Yes. Trust is paramount. I'd be concerned if I'm not if talking to someone and we don't talk about trust.

Chip Kennedy

Here's my take, not just with Civic Reach, but in general, what where's this just mistrust of AI coming from, of which I share. I'm skeptical about a lot of what we talk about at large in AI. It's not doing the jobs that people promised. It's taking work that we didn't want it to from people, either wholesale jobs.

Chip Kennedy

When we talk about young folks graduating college now, I'm also worried. I advise and mentor so many folks who got the promise of a computer science degree and now they're being told, well, we're going to automate away half the industry. That's rightfully so frustrating.

Chip Kennedy

And then we have all of these tools, the Googles of the World and lots of these tech companies, so many I use every day. They're giving me AI functionality I didn't ask for that is making my product experience worse or my interactions with whatever I need worse.

Chip Kennedy

So, how do we solve both those things? And how do we build meaningful technology that is trusted? I think we start by solving those two problems.

WRITTEN REQUEST 1: Quote the stretch of the AI trust transcript from "Here's my take, not" through "rightfully so frustrating.".
WRITTEN REQUEST 2:
Answer these questions from the AI trust transcript:
(a) What does the first line call paramount?
(b) What kind of degree were the young people Chip Kennedy advises promised?
(c) What does he say tech companies are giving him that he didn't ask for?

Labels for object points

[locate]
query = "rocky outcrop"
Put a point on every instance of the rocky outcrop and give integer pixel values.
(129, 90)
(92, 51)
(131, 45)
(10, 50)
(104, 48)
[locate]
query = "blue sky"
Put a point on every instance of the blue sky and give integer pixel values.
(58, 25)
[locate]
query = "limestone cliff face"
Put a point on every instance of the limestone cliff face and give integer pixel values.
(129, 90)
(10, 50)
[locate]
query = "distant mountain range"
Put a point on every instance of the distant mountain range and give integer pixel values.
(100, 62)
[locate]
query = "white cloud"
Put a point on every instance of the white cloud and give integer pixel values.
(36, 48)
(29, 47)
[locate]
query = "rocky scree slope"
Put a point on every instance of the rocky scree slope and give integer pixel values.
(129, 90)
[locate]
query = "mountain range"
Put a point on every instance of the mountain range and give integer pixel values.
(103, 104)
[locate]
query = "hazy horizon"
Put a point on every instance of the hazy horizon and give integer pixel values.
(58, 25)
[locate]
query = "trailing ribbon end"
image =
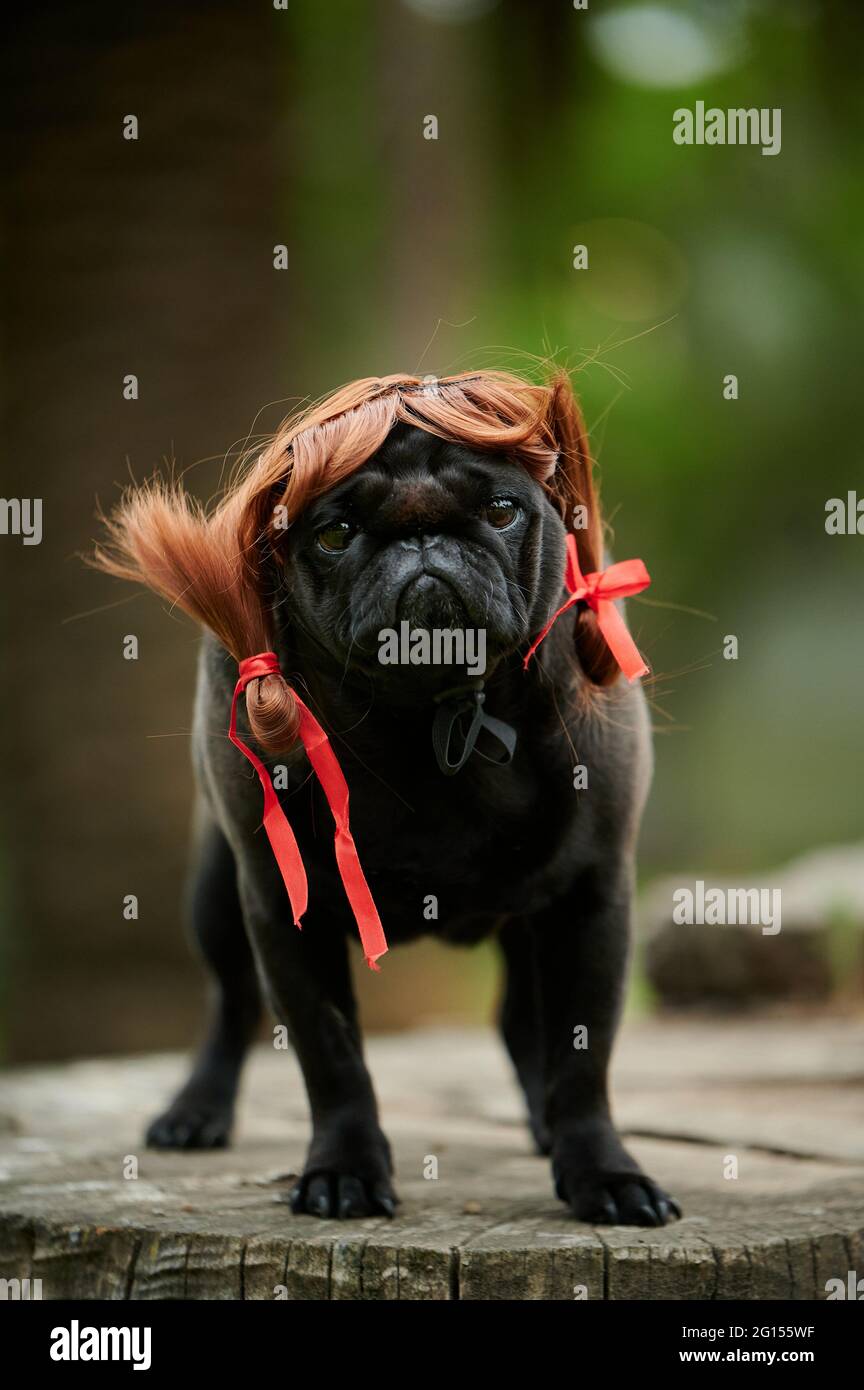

FULL RESPONSE 1:
Here's my take, not just with Civic Reach, but in general, what where's this just mistrust of AI coming from, of which I share. I'm skeptical about a lot of what we talk about at large in AI. It's not doing the jobs that people promised. It's taking work that we didn't want it to from people, either wholesale jobs.

Chip Kennedy

When we talk about young folks graduating college now, I'm also worried. I advise and mentor so many folks who got the promise of a computer science degree and now they're being told, well, we're going to automate away half the industry. That's rightfully so frustrating.

FULL RESPONSE 2:
(a) Trust.
(b) A computer science degree.
(c) AI functionality.